▶

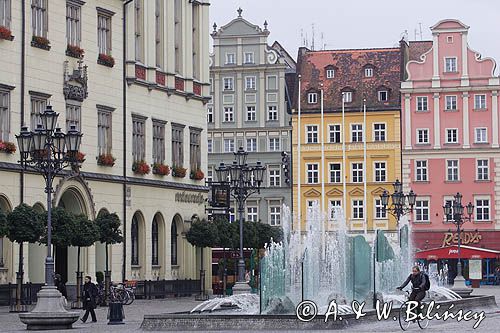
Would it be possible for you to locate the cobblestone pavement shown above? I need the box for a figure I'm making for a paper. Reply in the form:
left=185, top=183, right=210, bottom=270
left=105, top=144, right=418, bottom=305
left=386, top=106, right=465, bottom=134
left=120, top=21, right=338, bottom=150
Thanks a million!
left=0, top=286, right=500, bottom=333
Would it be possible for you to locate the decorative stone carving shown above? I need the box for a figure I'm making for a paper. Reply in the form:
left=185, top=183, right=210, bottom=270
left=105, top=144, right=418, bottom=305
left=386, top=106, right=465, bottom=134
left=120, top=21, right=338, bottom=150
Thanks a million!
left=63, top=60, right=88, bottom=102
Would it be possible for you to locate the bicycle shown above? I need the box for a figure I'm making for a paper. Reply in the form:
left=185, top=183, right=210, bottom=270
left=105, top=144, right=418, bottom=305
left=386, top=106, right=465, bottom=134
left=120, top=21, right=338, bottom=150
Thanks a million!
left=399, top=290, right=429, bottom=331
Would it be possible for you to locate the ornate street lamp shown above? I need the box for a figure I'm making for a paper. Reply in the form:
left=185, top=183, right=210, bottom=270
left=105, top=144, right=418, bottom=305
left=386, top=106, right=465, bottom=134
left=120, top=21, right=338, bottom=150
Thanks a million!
left=16, top=106, right=82, bottom=329
left=215, top=147, right=266, bottom=293
left=443, top=192, right=474, bottom=287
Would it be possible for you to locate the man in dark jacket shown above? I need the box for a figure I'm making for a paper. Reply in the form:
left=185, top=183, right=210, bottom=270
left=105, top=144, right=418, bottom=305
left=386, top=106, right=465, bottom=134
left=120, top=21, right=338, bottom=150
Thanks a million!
left=397, top=266, right=430, bottom=313
left=81, top=276, right=98, bottom=323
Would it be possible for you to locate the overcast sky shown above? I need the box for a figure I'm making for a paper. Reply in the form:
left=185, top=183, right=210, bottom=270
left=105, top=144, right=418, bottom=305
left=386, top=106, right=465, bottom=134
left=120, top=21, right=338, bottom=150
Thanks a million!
left=210, top=0, right=500, bottom=73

◀

> [Exercise requirements]: Rewrite the entire listing above, replacing every occurrence of "figure" with "diagram" and leaving all other text unchanged. Omit the pictures from your answer.

> [Answer to the problem]:
Would it be possible for you to locate the cobblestone pavement shown above? I need the box for a diagram I'm making for a paper. Reply in the form:
left=185, top=183, right=210, bottom=270
left=105, top=144, right=418, bottom=305
left=386, top=106, right=465, bottom=134
left=120, top=21, right=338, bottom=150
Thanks a million!
left=0, top=286, right=500, bottom=333
Would it be possible for you to locate the decorative stone carving shown above? I need the box for a diagram I'm making for a paper. Reply in the form:
left=185, top=183, right=210, bottom=270
left=105, top=144, right=418, bottom=305
left=386, top=106, right=465, bottom=134
left=120, top=21, right=338, bottom=150
Thanks a million!
left=63, top=60, right=88, bottom=102
Would it be possible for you to locate the bicycle shown above? I need the box for a diagram I'm making for a paper. Reply in the form:
left=185, top=183, right=210, bottom=270
left=105, top=144, right=418, bottom=305
left=386, top=106, right=465, bottom=134
left=120, top=21, right=338, bottom=150
Thanks a million!
left=399, top=290, right=429, bottom=331
Would it be possible for you to locate the ornate street lamp shown above? I need the box for a diagram I'm making for a paper. Reply in the form:
left=185, top=183, right=210, bottom=270
left=105, top=144, right=418, bottom=305
left=386, top=106, right=465, bottom=134
left=120, top=21, right=338, bottom=150
Thanks a million!
left=16, top=106, right=82, bottom=329
left=215, top=147, right=266, bottom=293
left=443, top=192, right=474, bottom=287
Would it be possible for you to locate the man in dark jacket shown above? I need the box for a diagram I'm making for a paper. Reply in the form:
left=185, top=183, right=210, bottom=270
left=105, top=144, right=418, bottom=305
left=386, top=106, right=465, bottom=134
left=120, top=21, right=338, bottom=150
Thanks a million!
left=397, top=266, right=430, bottom=313
left=81, top=276, right=98, bottom=323
Would it be possible for you to locate the overcast sky shown above? I need the box for a diagram I'm making for a paper. Reply in the form:
left=185, top=183, right=210, bottom=270
left=105, top=144, right=418, bottom=305
left=386, top=106, right=465, bottom=134
left=120, top=21, right=338, bottom=150
Thanks a million!
left=210, top=0, right=500, bottom=73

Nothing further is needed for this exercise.